#### [REQUIRED ACTION A]
Reproduce verbatim the passage of the neuropsychology interview starting at "I teach undergraduate" and ending at "disordered brain states.".
#### [REQUIRED ACTION B]
Write the next part of the neuropsychology interview, picking up after its final sentence.

#### [TEXT]
───
I teach undergraduate Neuropsychology (PS/NE338) and graduate Principles of Neuropsychology (PS829). The courses are taught at different levels and have different requirements but both focus on neuropsychology as the study of the relation of brain and behavior. We cover structure (including anatomy) and function in healthy and disordered brain states.
What research are you most proud of?
I’m going to give you two. First was our earlier work on basic vision in Alzheimer’s disease and how it affects cognition. I’m proud of that because sensory deficits often are fixable, whereas cognitive problems often are not. If one reason you seem to have cognitive problems (e.g., memory loss) is because you didn’t encode information properly because of visual or hearing deficits, then your “memory” problem might actually be reduced if you clean up your sensory function. That’s really important! Second, we have done a lot of work on the non-motor symptoms of Parkinson’s disease (PD) (for example, cognition, depression, anxiety, sleep disruption, autonomic dysfunction), which is something that many people don’t think about because they are so focused on the motor symptoms, but these non-motor symptoms are very distressing. Early on, we demonstrated a clear and specific deficit in visuospatial dysfunction in PD, before anyone else had, and more recently we have focused on psychological interventions for non-motor symptoms, including cognitive-behavioral therapy. People with PD tell us how important treating these symptoms is to them so I’m proud of that too, and proud of my students for coming up with these treatments.
───
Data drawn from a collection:
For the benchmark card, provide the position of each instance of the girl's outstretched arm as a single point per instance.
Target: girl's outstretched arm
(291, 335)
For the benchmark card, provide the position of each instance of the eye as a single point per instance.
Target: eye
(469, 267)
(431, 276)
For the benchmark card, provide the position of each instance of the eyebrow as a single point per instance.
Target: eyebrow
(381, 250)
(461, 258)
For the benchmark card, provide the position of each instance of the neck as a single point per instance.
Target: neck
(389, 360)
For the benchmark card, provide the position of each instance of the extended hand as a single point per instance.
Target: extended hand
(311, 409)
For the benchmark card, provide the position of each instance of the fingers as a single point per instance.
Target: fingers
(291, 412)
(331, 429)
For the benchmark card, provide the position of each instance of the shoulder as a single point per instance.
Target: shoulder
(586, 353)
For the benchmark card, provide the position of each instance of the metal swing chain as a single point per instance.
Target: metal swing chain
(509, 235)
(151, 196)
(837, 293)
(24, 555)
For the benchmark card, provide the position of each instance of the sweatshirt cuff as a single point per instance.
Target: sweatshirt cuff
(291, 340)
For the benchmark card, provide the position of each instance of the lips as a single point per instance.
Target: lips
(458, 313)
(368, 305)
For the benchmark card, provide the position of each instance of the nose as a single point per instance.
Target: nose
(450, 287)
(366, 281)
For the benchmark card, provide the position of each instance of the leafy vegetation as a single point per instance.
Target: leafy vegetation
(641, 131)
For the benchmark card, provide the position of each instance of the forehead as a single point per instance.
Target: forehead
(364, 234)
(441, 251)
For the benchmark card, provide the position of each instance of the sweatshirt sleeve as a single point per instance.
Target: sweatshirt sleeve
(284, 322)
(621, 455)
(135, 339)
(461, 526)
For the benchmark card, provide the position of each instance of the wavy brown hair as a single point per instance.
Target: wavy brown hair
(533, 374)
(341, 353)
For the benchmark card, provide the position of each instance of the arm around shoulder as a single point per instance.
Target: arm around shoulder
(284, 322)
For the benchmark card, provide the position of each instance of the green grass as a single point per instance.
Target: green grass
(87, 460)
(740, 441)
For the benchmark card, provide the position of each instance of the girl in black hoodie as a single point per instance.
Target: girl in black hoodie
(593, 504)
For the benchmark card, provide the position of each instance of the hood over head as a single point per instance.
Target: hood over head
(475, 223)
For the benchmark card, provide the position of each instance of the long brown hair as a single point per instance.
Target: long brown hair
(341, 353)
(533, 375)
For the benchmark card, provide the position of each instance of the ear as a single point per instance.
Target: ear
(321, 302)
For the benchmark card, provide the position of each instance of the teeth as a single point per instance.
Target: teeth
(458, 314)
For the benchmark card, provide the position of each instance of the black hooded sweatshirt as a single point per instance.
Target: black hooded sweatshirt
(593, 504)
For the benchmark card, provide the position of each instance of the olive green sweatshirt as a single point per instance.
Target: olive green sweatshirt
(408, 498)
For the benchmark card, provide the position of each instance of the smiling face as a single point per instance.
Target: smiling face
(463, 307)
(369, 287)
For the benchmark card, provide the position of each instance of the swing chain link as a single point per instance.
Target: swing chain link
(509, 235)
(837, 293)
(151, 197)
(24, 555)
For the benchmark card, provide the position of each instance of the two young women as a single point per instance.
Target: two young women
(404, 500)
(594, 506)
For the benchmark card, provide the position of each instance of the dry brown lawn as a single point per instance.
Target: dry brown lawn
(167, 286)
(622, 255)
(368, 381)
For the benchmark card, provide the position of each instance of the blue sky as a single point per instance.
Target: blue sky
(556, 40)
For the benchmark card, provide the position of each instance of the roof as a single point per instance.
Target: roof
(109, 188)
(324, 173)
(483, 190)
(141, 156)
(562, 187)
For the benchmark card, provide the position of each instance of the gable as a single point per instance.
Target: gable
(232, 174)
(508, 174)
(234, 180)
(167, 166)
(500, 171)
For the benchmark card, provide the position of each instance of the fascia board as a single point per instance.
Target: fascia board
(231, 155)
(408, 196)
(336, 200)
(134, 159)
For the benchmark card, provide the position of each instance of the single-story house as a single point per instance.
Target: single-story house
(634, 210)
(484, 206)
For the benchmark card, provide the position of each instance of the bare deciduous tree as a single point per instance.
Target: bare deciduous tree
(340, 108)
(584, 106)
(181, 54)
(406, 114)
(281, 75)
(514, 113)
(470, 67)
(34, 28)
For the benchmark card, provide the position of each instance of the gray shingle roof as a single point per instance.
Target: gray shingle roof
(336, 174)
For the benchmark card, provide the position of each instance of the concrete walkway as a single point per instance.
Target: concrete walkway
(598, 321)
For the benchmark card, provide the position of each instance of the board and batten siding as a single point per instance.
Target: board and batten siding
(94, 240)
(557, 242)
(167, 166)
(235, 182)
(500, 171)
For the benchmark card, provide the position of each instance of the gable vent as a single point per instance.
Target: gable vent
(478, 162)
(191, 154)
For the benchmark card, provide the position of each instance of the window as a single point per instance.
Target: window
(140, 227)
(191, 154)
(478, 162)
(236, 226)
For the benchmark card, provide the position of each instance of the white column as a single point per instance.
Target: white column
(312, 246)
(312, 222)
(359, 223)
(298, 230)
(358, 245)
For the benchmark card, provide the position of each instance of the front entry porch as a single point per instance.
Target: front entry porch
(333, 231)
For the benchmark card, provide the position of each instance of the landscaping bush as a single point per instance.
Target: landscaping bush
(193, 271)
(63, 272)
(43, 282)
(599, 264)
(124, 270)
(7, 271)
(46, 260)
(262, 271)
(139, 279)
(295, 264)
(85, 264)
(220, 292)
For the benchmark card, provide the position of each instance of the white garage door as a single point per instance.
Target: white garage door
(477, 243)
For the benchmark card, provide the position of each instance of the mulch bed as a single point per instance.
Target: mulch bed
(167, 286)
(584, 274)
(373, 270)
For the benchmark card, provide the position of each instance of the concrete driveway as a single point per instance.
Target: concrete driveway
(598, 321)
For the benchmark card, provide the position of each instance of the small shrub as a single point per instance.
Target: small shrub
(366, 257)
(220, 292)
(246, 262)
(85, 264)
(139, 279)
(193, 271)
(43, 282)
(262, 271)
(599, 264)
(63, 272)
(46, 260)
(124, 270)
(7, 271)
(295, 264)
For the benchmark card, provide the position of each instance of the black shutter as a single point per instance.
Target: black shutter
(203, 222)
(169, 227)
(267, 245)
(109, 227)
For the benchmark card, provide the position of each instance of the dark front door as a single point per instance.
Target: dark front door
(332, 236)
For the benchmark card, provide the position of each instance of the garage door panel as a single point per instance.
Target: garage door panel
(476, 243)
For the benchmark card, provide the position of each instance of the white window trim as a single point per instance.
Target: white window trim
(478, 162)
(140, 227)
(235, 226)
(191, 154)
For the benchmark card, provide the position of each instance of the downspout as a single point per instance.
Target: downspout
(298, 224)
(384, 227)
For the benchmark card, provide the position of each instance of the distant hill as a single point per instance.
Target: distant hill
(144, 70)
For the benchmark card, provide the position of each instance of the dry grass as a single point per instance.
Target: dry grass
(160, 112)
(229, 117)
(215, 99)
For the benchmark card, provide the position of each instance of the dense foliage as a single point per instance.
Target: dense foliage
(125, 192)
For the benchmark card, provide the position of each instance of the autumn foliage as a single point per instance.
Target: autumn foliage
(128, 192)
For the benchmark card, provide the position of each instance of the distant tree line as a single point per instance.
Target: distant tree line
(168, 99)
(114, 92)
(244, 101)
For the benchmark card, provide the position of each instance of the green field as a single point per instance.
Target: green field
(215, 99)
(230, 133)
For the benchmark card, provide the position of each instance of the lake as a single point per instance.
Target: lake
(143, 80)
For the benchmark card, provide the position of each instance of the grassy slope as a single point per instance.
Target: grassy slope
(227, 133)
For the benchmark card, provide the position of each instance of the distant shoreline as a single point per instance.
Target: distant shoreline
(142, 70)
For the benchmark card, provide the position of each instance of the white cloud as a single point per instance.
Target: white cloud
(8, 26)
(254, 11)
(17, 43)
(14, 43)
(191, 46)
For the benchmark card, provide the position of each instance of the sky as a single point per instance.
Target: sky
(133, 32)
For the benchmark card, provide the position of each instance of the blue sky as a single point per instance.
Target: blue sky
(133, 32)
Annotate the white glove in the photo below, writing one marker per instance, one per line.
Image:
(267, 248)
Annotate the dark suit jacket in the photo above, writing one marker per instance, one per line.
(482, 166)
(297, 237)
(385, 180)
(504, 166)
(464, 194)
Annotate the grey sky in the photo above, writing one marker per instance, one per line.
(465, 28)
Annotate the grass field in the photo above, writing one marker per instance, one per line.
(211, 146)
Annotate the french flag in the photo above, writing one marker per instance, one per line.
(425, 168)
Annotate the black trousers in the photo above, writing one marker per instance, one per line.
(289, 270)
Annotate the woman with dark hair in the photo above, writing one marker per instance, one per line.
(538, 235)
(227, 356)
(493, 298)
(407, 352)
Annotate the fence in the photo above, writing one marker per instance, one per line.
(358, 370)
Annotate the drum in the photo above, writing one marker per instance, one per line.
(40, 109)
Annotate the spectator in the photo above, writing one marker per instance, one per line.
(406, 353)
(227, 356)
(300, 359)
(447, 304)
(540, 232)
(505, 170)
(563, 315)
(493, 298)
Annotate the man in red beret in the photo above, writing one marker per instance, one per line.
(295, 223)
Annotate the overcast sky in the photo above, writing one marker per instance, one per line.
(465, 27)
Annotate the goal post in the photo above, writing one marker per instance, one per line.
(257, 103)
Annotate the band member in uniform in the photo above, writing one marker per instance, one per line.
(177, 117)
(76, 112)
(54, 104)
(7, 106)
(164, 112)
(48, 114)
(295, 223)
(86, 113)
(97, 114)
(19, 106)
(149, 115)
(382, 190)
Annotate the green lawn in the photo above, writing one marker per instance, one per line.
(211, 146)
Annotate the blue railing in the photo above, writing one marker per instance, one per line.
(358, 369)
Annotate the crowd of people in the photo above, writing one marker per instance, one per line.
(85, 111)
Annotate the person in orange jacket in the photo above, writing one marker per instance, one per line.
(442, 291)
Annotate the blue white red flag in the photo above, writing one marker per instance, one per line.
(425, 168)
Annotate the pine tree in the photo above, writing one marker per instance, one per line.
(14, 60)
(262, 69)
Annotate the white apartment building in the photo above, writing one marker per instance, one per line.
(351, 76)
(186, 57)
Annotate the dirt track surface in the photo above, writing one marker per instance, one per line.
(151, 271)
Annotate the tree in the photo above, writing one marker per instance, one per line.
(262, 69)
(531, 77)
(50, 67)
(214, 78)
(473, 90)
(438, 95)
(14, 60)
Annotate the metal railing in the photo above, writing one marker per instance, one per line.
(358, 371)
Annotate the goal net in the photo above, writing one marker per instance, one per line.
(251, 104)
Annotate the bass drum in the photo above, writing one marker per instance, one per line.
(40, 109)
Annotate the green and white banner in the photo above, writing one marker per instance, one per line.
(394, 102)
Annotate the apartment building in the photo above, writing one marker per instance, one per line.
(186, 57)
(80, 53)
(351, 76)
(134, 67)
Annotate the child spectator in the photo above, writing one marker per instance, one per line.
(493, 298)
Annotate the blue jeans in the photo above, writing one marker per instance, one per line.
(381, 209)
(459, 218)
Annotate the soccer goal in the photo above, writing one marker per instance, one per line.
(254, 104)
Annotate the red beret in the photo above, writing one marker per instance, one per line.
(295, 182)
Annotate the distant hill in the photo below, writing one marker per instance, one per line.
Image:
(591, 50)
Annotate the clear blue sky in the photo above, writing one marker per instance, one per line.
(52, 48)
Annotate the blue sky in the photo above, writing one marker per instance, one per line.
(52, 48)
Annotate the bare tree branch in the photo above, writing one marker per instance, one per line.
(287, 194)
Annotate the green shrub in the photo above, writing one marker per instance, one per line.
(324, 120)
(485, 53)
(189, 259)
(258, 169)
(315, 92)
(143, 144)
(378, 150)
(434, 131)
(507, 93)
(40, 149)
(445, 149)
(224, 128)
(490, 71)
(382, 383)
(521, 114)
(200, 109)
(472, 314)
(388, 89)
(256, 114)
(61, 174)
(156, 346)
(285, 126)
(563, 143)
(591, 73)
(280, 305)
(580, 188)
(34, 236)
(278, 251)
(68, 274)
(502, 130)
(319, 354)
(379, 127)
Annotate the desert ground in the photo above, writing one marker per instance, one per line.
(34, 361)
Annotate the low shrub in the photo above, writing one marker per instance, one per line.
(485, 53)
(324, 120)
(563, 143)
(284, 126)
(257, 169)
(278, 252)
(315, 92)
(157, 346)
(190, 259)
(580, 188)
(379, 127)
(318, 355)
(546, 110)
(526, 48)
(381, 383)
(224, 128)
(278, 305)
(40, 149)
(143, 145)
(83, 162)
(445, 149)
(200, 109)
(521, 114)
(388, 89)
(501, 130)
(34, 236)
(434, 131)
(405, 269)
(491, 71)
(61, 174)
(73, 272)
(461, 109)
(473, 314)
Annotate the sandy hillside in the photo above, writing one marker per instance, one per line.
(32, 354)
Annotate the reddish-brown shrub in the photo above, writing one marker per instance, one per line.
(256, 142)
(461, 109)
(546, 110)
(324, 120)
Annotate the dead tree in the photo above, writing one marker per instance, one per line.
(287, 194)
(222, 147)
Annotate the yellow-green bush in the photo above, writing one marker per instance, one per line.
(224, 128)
───
#### [TASK RESPONSE A]
I teach undergraduate Neuropsychology (PS/NE338) and graduate Principles of Neuropsychology (PS829). The courses are taught at different levels and have different requirements but both focus on neuropsychology as the study of the relation of brain and behavior. We cover structure (including anatomy) and function in healthy and disordered brain states.

#### [TASK RESPONSE B]
What do you consider the most pressing challenge in your field today, and how is your research addressing this challenge?
It is all about early detection of neurodegenerative conditions, before symptoms begin to manifest themselves. In my collaboration with Dr. Yakeel Quiroz on Alzheimer’s disease, we are examining preclinical biomarkers (e.g., blood, neuroimaging) and cognitive markers in people with a mutation that gives them AD at a relatively young age. We can compare carriers vs non-carriers of the mutation for the biomarkers and for their performance on very sensitive cognitive and behavioral tests that we are developing. In my collaboration with BU faculty in Physical Therapy (Sargent) and Biomedical Engineering on Parkinson’s disease, we are using functional near-infrared spectroscopy to reveal brain activation patterns that may differ between people who have subjective cognitive concerns (who feel they are slipping cognitively, though standard tests do not pick that up) and those without such concerns. If we can succeed in early detection, interventions have a better chance of working.
If you could give one piece of advice to someone just starting out in your field, what would it be?
Train broadly as well as deeply and if you want to do something, go for it. Don’t be put off by a job description for which you are not a perfect match—you may in fact be perfect for that position anyway (as I have found out myself). Also, there is no single right path- there are many. If one path is blocked, take another, which may present new and exciting opportunities that you had not considered before. (OK, so that’s more than one piece of advice).
What is something unique about you that people might not know?
Every January I go to Florida to play baseball with the Red Sox Women’s Fantasy Camp, with our coaches being former players (many from the 2004 championship team). I’ve done this with my sister all four years and the last two years I also brought my daughters. Of course I have signed up for year 5 in January 2026. It is the best time ever!
Is there any additional information you would like to share with the CBR community?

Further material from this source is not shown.